Work instructions ▸ Starting at the line with "Target: green parakeet", set down each line of the entries below through the last one, exactly as it stands.

(Point-per-instance localization data)
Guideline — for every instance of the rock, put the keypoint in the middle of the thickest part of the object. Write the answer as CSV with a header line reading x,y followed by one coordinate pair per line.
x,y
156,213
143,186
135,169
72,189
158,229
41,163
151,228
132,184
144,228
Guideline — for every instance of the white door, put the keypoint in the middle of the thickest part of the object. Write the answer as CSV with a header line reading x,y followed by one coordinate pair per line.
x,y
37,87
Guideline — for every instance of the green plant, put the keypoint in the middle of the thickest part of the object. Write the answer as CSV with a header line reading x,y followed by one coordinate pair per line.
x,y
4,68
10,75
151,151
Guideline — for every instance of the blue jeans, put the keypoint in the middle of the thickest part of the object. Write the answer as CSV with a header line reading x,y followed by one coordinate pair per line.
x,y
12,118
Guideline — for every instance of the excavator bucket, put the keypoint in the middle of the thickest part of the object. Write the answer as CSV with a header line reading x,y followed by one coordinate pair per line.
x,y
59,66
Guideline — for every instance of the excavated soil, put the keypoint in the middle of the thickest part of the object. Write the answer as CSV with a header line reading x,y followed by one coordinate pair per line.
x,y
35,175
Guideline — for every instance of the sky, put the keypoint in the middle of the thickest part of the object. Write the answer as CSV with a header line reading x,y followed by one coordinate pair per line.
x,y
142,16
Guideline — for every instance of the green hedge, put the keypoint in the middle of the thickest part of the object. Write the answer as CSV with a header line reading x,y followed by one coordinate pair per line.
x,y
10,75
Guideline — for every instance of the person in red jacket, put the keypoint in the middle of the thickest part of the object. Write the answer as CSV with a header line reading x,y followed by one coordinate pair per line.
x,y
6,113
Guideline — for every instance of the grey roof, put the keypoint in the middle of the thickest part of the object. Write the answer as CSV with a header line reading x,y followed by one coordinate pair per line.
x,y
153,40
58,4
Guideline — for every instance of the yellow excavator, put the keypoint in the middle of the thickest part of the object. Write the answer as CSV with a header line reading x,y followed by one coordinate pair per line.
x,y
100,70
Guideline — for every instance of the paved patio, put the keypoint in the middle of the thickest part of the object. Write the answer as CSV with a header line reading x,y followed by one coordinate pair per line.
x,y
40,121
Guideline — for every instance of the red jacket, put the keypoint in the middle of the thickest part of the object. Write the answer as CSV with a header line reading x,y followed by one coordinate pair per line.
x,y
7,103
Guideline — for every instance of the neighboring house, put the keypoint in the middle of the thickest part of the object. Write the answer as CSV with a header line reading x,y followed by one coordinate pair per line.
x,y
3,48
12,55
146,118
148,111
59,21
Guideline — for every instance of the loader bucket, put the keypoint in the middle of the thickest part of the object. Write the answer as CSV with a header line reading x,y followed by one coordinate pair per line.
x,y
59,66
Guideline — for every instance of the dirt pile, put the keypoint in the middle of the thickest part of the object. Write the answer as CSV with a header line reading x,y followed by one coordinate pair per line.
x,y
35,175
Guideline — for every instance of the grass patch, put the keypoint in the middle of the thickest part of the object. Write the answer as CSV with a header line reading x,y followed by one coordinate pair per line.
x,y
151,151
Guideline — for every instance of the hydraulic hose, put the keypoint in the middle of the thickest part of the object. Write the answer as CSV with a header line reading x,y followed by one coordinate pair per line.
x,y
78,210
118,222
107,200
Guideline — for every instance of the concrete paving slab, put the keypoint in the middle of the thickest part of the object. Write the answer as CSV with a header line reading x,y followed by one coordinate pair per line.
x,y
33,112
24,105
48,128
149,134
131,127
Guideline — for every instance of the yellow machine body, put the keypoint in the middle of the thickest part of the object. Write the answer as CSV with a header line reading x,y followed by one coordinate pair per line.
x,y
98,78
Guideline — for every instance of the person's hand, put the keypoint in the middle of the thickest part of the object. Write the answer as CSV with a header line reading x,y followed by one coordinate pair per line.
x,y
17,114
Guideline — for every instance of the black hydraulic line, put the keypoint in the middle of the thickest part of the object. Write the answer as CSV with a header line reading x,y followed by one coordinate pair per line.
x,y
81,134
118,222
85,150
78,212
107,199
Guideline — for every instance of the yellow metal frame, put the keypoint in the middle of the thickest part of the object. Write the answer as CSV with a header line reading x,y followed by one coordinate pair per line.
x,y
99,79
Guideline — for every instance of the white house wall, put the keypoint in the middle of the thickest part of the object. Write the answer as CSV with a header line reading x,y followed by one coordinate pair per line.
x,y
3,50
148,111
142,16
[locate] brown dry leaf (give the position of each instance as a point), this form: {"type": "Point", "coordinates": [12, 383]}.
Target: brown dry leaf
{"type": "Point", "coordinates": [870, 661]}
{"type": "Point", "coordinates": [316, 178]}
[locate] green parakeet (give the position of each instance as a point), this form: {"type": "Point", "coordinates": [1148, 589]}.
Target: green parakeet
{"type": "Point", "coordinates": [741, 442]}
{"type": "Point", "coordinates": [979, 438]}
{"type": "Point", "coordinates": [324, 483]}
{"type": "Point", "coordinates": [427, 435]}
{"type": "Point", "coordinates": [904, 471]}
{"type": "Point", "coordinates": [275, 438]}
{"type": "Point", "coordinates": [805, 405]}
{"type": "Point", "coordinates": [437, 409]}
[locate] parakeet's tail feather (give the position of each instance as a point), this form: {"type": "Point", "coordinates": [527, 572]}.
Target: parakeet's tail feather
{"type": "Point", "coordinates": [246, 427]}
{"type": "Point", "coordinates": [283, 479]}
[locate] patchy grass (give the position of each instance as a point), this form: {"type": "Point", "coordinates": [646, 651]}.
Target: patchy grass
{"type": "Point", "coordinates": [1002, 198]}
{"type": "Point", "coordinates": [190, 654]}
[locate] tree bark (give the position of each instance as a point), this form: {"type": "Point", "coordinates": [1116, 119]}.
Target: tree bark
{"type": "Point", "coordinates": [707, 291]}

Response to this exercise ▸
Target: green parakeet
{"type": "Point", "coordinates": [741, 442]}
{"type": "Point", "coordinates": [979, 438]}
{"type": "Point", "coordinates": [324, 483]}
{"type": "Point", "coordinates": [427, 435]}
{"type": "Point", "coordinates": [904, 471]}
{"type": "Point", "coordinates": [275, 438]}
{"type": "Point", "coordinates": [805, 405]}
{"type": "Point", "coordinates": [437, 409]}
[locate] parakeet's tail feather (give the position of each instance as a point), this form: {"type": "Point", "coordinates": [527, 572]}.
Target: parakeet's tail feather
{"type": "Point", "coordinates": [246, 427]}
{"type": "Point", "coordinates": [283, 479]}
[locate] patchy grass (give the position of each instance as a point), this form: {"type": "Point", "coordinates": [646, 651]}.
Target: patchy grass
{"type": "Point", "coordinates": [1002, 198]}
{"type": "Point", "coordinates": [190, 654]}
[locate] tree bark (give the position of each instance as a point), this form: {"type": "Point", "coordinates": [1116, 119]}.
Target: tree bark
{"type": "Point", "coordinates": [707, 291]}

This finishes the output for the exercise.